● Given text:
##############################

Liquid Metal 3D Printing Makes Its Debut

Xerox’s new ElemX 3D liquid metal printer promises to solve challenges associated with traditional 3D printing methods, though deployment is still in its early stages.

Not unlike having a backup server or installing redundancy in critical systems, the on-demand nature of 3D printing—also known as additive manufacturing (AM)—can help end-users navigate increasingly common supply chain disruptions caused by trade shake-ups, unexpected supplier limitations, and global pandemics. In addition to allowing operators to rapidly produce spare parts that may no longer be available from the original manufacturers, AM continues to show promise in mass production, with some manufacturers using it to ramp up output of personal protective equipment (PPE) in the early days of the COVID-19 pandemic.

However, AM is not without its challenges. This is particularly true with powder bed fusion (PBF), a process commonly employed in commercial and industrial 3D printing applications where a laser or electron beam is used to melt and fuse powdered materials together. For instance, objects printed with PBF may exhibit weak structural properties compared to other manufacturing processes and may require post-processing, adding labor and costs.

##############################

● Apply what you read:
A. Rewrite the article on liquid metal 3D printing from "Liquid Metal 3D" to "its early stages.", substituting "XMetal" for "ElemX".
B. Extend the article on liquid metal 3D printing, beginning immediately after its final sentence.
The data that appear after this text bear no relation to it.

● Exercise data:

##############################

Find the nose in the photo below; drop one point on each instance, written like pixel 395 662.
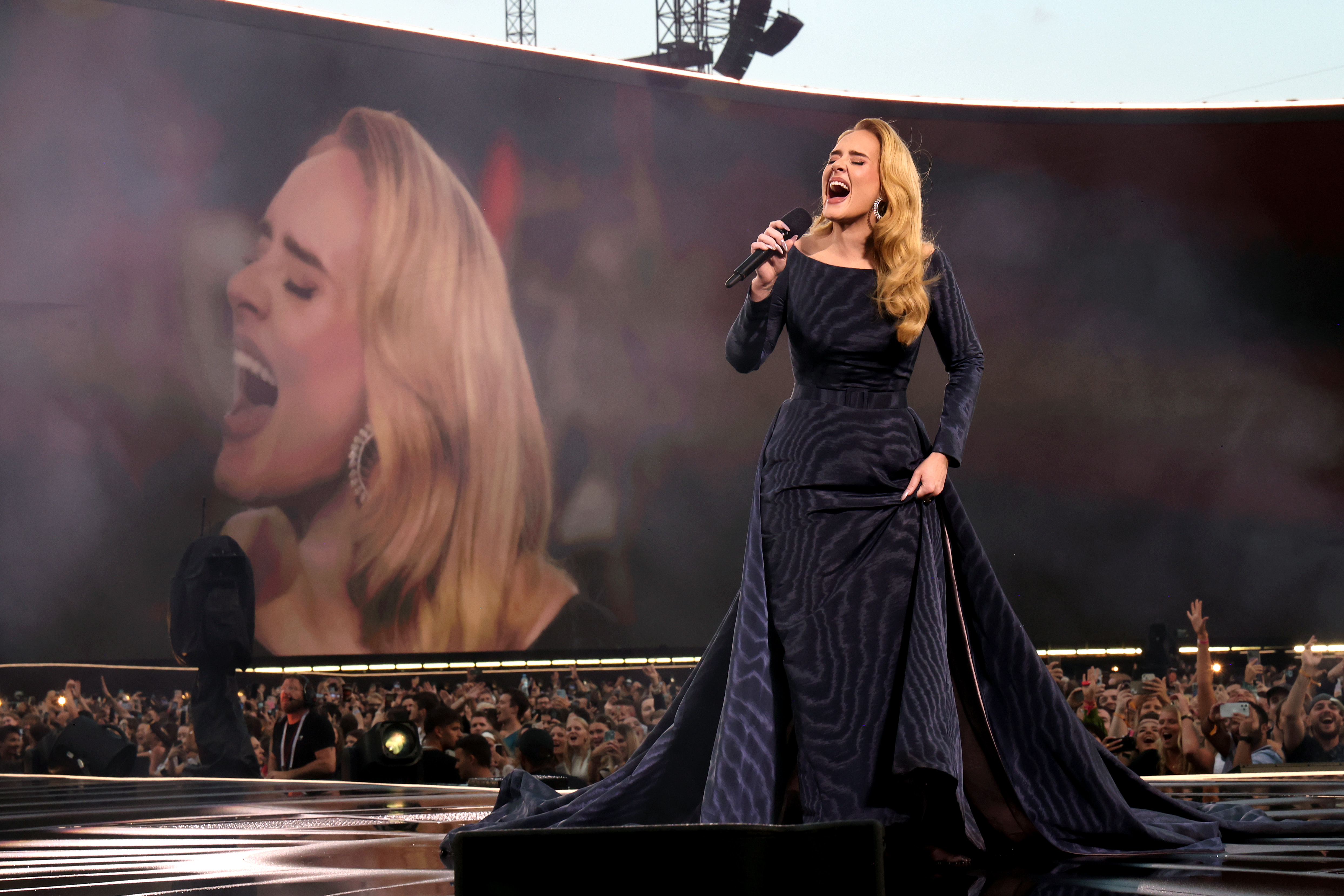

##############################

● Answers to this exercise:
A.
Liquid Metal 3D Printing Makes Its Debut

Xerox’s new XMetal 3D liquid metal printer promises to solve challenges associated with traditional 3D printing methods, though deployment is still in its early stages.

B.
That said, recent innovations in a production methodology called liquid metal jet printing (LMJP) may help to surmount these issues.

 Xerox’s new ElemX 3D liquid metal printer is one of the first products on the market to employ the technology. Rather than powder inputs, The ElemX uses molten solid metal provided by standard commodity aluminum wire fed into the machine. According to Xerox, this new method can decrease total cost of ownership, increase cycle times, and improve safety, all while providing production-grade parts.

In an in-house use case, reported by Forbes, Xerox was able to deploy its own technology to great success. When a bracket for a digital press required replacement, the ElemX was able to reproduce the part within four hours with an estimated 21% reduction in costs and 43% decrease in CO2 emissions compared to traditional metal casting. In a second trial, in which it was benchmarked against a PBF AM system, the ElemX produced the same bracket at an estimated 38% cost savings and a 40% reduction in cycle time.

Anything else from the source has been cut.